### Text

Three Big Things: Marquette

September, 10, 2012
9/10/12
11:17
AM ET
In the buildup to Midnight Madness, Insider and our college hoops team are collaborating on a preview of one high-profile college hoops team per day -- based on Joe Lunardi’s top 20 teams in his offseason Bracketology. We're calling it "Countdown To Madness." I'll be tracing three key things you should know about each team we preview. We're calling that "Three Big Things." (Hey, that's snappy!) We begin today with Marquette.

1. Most Big East coaches would settle for having one conference player of the year candidate in any given year. After all, two isn't easy. Think about it: Not only does the team have to be a contender, but both players have to get enough touches to put up star-level counting statistics (because conference awards are typically still a fuzzy function of wins plus production). That Jae Crowder and Darius Johnson-Odom were both favorites to win the Big East Player of the Year award at various times last season is a testament to just how good both players were -- and how important they were to their team.

Johnson-Odom and Crowder led the Golden Eagles in touches, which is pretty obvious; less obvious, perhaps, is just how wide the usage gap was. According to Synergy scouting data, DJO and Crowder combined for 1,136 possessions in 2011-12, scoring 1,206 points. (In fact, both players scored exactly 603 points. How's that for balance?) Marquette's third-most-used player, guard Vander Blue, accounted for 363 possessions, while Junior Cadougan and Todd Mayo notched 304 and 303, respectively.

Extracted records
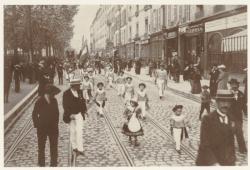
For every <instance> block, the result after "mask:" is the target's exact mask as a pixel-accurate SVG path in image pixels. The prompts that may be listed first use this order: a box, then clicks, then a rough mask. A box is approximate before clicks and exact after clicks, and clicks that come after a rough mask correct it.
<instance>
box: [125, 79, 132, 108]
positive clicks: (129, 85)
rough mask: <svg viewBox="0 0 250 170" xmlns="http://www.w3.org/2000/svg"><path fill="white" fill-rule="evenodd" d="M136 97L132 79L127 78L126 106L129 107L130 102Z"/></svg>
mask: <svg viewBox="0 0 250 170" xmlns="http://www.w3.org/2000/svg"><path fill="white" fill-rule="evenodd" d="M133 96H134V86H133V84H132V77H127V78H126V84H125V93H124V97H125V105H129V102H130V100H131V99H132V97H133Z"/></svg>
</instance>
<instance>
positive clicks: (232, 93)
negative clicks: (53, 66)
mask: <svg viewBox="0 0 250 170" xmlns="http://www.w3.org/2000/svg"><path fill="white" fill-rule="evenodd" d="M39 64H40V66H41V68H39V69H40V79H39V80H40V81H39V87H40V86H41V87H40V89H39V91H40V93H39V95H40V98H39V99H38V100H37V101H36V104H35V108H34V111H33V114H32V115H33V116H32V117H33V122H34V126H35V127H36V128H37V137H38V152H39V154H38V164H39V166H45V143H46V138H47V137H49V141H50V150H51V166H57V159H58V158H57V157H58V150H57V148H58V135H59V131H58V123H59V109H58V103H57V100H56V98H55V97H54V96H55V95H56V94H58V93H59V92H60V89H58V88H57V87H56V86H54V85H53V79H54V77H55V72H53V74H52V73H51V74H48V73H46V72H43V71H45V70H49V69H45V68H44V67H43V66H42V65H43V63H42V62H40V63H39ZM67 65H70V64H69V63H64V65H63V64H59V65H58V66H57V74H58V78H59V77H60V76H59V74H60V75H63V73H65V74H64V75H65V78H66V79H67V80H68V82H69V84H70V88H69V89H67V90H66V91H65V92H64V93H63V103H62V104H63V109H64V114H63V121H64V122H65V123H67V124H69V129H70V143H71V146H72V151H73V152H75V153H76V155H84V150H83V139H82V135H83V134H82V126H83V120H84V119H85V118H86V117H87V116H88V107H89V106H91V104H92V103H93V104H95V106H96V112H97V115H98V116H100V117H104V116H105V115H104V114H105V105H106V101H107V97H106V90H105V88H115V89H116V90H117V95H118V96H120V97H121V99H123V100H124V106H125V111H124V113H123V118H124V124H123V126H122V132H123V133H124V134H125V135H127V136H128V137H129V142H130V143H133V144H134V146H138V145H139V142H138V136H143V135H144V131H143V128H142V125H141V120H145V119H146V117H147V114H148V110H149V108H150V107H149V97H148V94H147V90H146V89H147V87H146V84H145V83H139V84H138V90H136V88H135V86H134V85H133V78H132V77H130V76H125V74H124V71H125V69H126V68H128V67H129V66H128V65H126V66H119V65H118V67H117V68H116V69H117V70H116V71H117V72H115V67H114V63H111V62H105V63H102V65H103V66H102V67H100V70H101V71H99V68H97V72H95V69H96V67H98V65H99V64H98V63H96V62H95V64H94V65H89V66H88V67H87V68H86V67H81V66H79V64H74V66H73V67H71V66H67ZM134 67H135V68H136V65H135V66H134ZM190 67H192V66H190ZM195 67H196V66H194V67H193V68H192V69H193V70H191V71H194V72H195V73H192V76H194V77H195V79H197V80H199V79H200V78H199V76H198V75H200V76H201V74H200V73H199V72H198V71H197V69H195ZM49 68H51V69H52V67H49ZM102 68H103V70H104V77H105V80H106V82H96V78H95V74H94V73H96V74H102ZM219 68H220V67H219ZM60 69H61V70H60ZM189 69H190V68H189ZM42 70H43V71H42ZM58 70H59V71H58ZM128 70H129V68H128ZM130 70H131V68H130ZM135 70H136V69H135ZM215 70H216V69H212V72H211V77H212V74H215ZM189 71H190V70H189ZM60 72H62V73H60ZM154 75H155V83H156V85H157V87H158V91H159V98H160V99H162V98H163V97H164V90H165V88H166V85H167V79H168V76H169V75H168V71H167V70H166V68H165V67H164V64H160V65H159V69H157V68H156V69H155V70H154ZM219 77H221V78H219ZM224 77H225V75H224V76H222V75H221V76H220V75H219V73H218V78H217V79H216V80H215V82H217V83H218V82H219V83H222V82H220V81H222V80H221V79H223V78H224ZM59 79H60V78H59ZM61 79H62V80H63V76H62V77H61ZM175 79H176V78H175ZM177 80H178V78H177ZM192 80H193V79H192ZM223 82H224V81H223ZM190 83H191V82H190ZM210 83H211V82H210ZM228 83H229V84H230V87H231V88H230V90H227V89H223V88H216V90H215V91H213V90H214V89H213V87H212V88H211V85H210V87H208V86H202V87H201V85H200V84H199V85H198V86H199V87H198V88H199V89H200V90H196V89H197V87H194V89H193V91H195V93H201V110H200V115H199V119H200V120H201V132H200V133H201V134H200V146H199V151H198V157H197V160H196V164H197V165H216V164H218V165H234V164H235V160H236V158H235V145H234V135H235V136H236V138H237V142H238V145H239V151H240V152H241V153H246V152H247V148H246V144H245V141H244V136H243V130H242V126H243V115H242V113H243V111H246V103H245V101H244V99H245V98H244V95H243V93H242V92H240V91H239V82H238V81H237V80H236V79H231V80H230V81H229V82H228ZM191 84H192V85H194V86H197V85H196V84H197V82H196V81H193V82H192V83H191ZM220 86H222V85H218V87H220ZM223 87H224V86H223ZM201 88H202V89H203V90H202V92H201ZM208 89H210V91H208ZM198 91H199V92H198ZM213 96H214V97H215V99H216V106H217V110H215V111H212V112H211V113H210V103H211V98H212V97H213ZM183 107H185V106H183V105H175V106H174V107H173V109H172V111H173V114H172V116H171V117H170V127H171V128H170V129H171V134H172V135H173V138H174V141H175V148H176V151H177V152H178V153H179V154H181V147H180V146H181V141H182V140H183V139H184V138H188V131H189V129H190V128H191V124H190V122H189V120H188V116H187V113H184V112H183ZM205 109H206V110H207V112H208V114H206V115H203V111H204V110H205ZM133 139H134V140H133ZM133 141H134V142H133Z"/></svg>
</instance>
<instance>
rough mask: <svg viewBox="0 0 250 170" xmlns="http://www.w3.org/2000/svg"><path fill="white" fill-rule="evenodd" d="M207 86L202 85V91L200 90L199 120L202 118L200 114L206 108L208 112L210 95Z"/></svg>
mask: <svg viewBox="0 0 250 170" xmlns="http://www.w3.org/2000/svg"><path fill="white" fill-rule="evenodd" d="M208 88H209V87H208V86H207V85H204V86H202V92H201V110H200V116H199V120H201V118H202V114H203V112H204V110H205V109H206V110H207V113H210V103H211V95H210V93H209V91H208V90H207V89H208Z"/></svg>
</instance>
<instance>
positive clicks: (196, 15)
mask: <svg viewBox="0 0 250 170" xmlns="http://www.w3.org/2000/svg"><path fill="white" fill-rule="evenodd" d="M202 17H204V11H199V12H196V13H195V19H199V18H202Z"/></svg>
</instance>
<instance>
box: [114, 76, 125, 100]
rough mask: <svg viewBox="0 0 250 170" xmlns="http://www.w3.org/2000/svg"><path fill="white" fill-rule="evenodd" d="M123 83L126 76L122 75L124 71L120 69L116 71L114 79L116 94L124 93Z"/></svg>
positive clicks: (124, 89) (117, 94)
mask: <svg viewBox="0 0 250 170" xmlns="http://www.w3.org/2000/svg"><path fill="white" fill-rule="evenodd" d="M125 83H126V77H125V76H124V72H123V71H121V72H119V73H118V77H117V79H116V84H117V95H118V96H124V93H125Z"/></svg>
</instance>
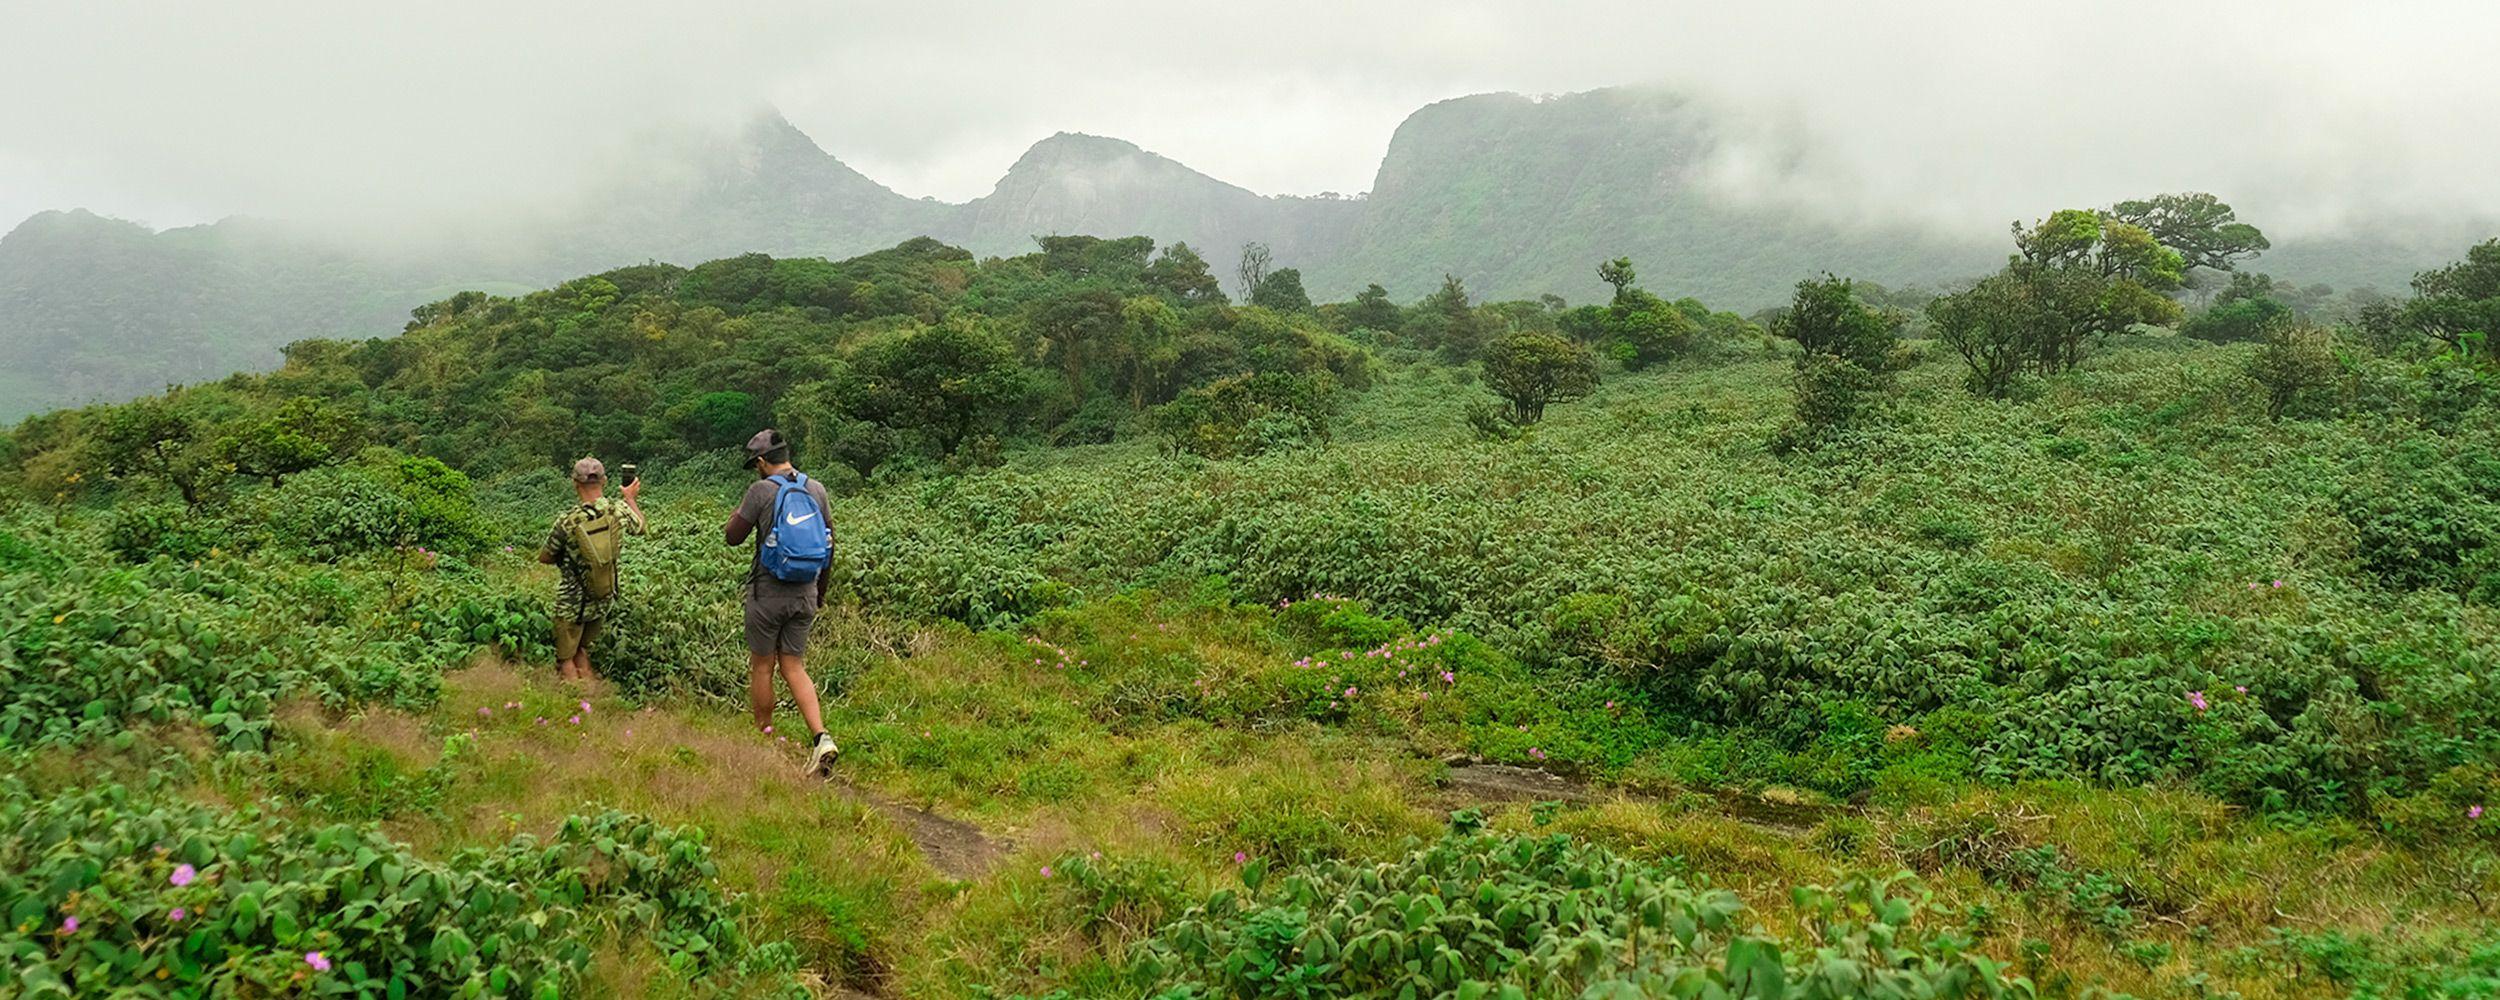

### Task instructions
[1] List every Marquette player named in the Marquette preview.
[2] Repeat word for word the passage of the Marquette preview that runs from "Three Big Things: Marquette" up to and including "today with Marquette.".

### Responses to the tasks
[1] Jae Crowder, Darius Johnson-Odom, Vander Blue, Junior Cadougan, Todd Mayo

[2]
Three Big Things: Marquette

September, 10, 2012
9/10/12
11:17
AM ET
In the buildup to Midnight Madness, Insider and our college hoops team are collaborating on a preview of one high-profile college hoops team per day -- based on Joe Lunardi’s top 20 teams in his offseason Bracketology. We're calling it "Countdown To Madness." I'll be tracing three key things you should know about each team we preview. We're calling that "Three Big Things." (Hey, that's snappy!) We begin today with Marquette.